- _Selection_:
R/latent.fit.R

Defines functions latent.fit

Documented in latent.fit

#' @title
#' Fitting procedure of the latent variable model
#'
#' @author
#' Quentin Sebille
#'
#'
#'
#' @description
#' Metropolis-within-Gibbs algorithm that returns posterior distribution (as Markov chains) for the marginal GEV parameters of an observed spatial process.
#' This function is close to \code{hkevp.fit} but with less parameters since conditional independence is assumed and only the margins are estimated.
#' In \code{SpatialExtremes} library, a similar function can be found under the name \code{latent}.
#'
#'
#'
#'
#'
#' @param y
#' A matrix of observed block maxima. Each column corresponds to a site position.
#'
#' @param sites
#' The coordinates of the sites where the data are observed. Each row corresponds to a site position.
#'
#' @param niter
#' The number of MCMC iterations.
#'
#' @param nburn
#' The number of first MCMC iterations that are discarded. Zero by default.
#'
#' @param nthin
#' The size of the MCMC thinning. One by default (i.e. no thinning).
#'
#' @param quiet
#' A logical indicating if the progression of the routine should be displayed. TRUE by default.
#'
#' @param trace
#' If \code{quiet} is FALSE, the log-likelihood of the model is displayed each block of \code{trace} MCMC steps to observe fitting progression.
#'
#' @param gev.vary
#' A logical vector of size three indicating if the GEV parameters (respectively the location, the scale and the shape) are spatially-varying. If not (by default for the shape), the parameter is the same at each position.
#'
#' @param spatial.covariates
#' A numerical matrix of spatial covariates. Each row corresponds to a site position. See details.
#'
#' @param log.scale
#' A logical value indicating if the GEV scale parameter \eqn{\sigma} is modelled by its log. FALSE by default. See details.
#'
#' @param correlation
#' A character string indicating the form of the correlation function associated to the latent Gaussian processes that describes the marginal parameters. Must be one of \code{"expo"}, \code{"gauss"}, \code{"mat32"} (By default) and \code{"mat52"}, respectively corresponding to the exponential, Gaussian, Matern-3/2 and Matern-5/2 correlation functions.
#'
#' @param mcmc.init
#' A named list indicating the initial states of the chains. See details.
#'
#' @param mcmc.prior
#' A named list indicating the hyperparameters of the prior distributions. See details.
#'
#' @param mcmc.jumps
#' A named list indicating the amplitude of the jumps to propose the MCMC candidates. See details.

- _Task directions_:
In the latent.fit documentation, which correlation function does the correlation argument use by default?

- _Items_:
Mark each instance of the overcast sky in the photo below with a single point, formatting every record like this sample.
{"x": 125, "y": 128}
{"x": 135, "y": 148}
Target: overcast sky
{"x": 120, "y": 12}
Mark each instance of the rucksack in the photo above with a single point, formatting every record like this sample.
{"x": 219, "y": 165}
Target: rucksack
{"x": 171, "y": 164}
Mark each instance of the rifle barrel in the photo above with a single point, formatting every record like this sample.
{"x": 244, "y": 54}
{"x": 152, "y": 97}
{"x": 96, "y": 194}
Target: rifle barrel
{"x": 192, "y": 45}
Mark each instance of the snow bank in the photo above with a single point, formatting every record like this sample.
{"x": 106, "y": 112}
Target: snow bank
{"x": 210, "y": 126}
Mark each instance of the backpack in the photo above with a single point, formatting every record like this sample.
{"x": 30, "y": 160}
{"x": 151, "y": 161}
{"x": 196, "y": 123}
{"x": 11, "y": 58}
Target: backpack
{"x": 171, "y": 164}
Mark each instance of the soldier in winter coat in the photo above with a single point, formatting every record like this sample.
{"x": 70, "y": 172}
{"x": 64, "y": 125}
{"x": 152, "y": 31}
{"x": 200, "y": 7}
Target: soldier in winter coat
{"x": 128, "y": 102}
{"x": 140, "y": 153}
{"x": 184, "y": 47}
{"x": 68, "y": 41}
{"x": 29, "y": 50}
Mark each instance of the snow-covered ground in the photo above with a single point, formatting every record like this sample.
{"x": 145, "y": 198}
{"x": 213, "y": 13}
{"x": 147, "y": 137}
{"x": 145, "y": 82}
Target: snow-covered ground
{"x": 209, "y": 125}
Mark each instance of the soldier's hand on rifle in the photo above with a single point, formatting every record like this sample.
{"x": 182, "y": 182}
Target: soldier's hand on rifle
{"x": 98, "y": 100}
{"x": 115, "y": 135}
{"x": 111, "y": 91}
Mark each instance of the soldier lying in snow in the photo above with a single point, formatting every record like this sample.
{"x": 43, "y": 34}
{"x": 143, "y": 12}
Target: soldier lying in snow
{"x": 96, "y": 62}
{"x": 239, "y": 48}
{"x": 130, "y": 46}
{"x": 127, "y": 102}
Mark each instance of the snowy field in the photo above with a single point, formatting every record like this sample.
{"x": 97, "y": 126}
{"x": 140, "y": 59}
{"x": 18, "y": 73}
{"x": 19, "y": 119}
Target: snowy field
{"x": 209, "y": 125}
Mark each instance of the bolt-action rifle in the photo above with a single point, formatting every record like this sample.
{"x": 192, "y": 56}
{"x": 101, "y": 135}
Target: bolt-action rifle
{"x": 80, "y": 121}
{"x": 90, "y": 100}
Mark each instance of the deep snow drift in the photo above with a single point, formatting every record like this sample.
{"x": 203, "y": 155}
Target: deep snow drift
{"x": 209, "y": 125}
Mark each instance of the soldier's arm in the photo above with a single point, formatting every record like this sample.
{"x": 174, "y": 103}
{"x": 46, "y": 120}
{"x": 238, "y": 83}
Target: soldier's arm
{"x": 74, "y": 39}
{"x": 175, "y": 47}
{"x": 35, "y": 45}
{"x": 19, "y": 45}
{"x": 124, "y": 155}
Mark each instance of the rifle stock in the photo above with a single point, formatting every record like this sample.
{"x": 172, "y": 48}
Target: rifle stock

- _Completed task_:
The Matern-3/2 correlation function, given as "mat32".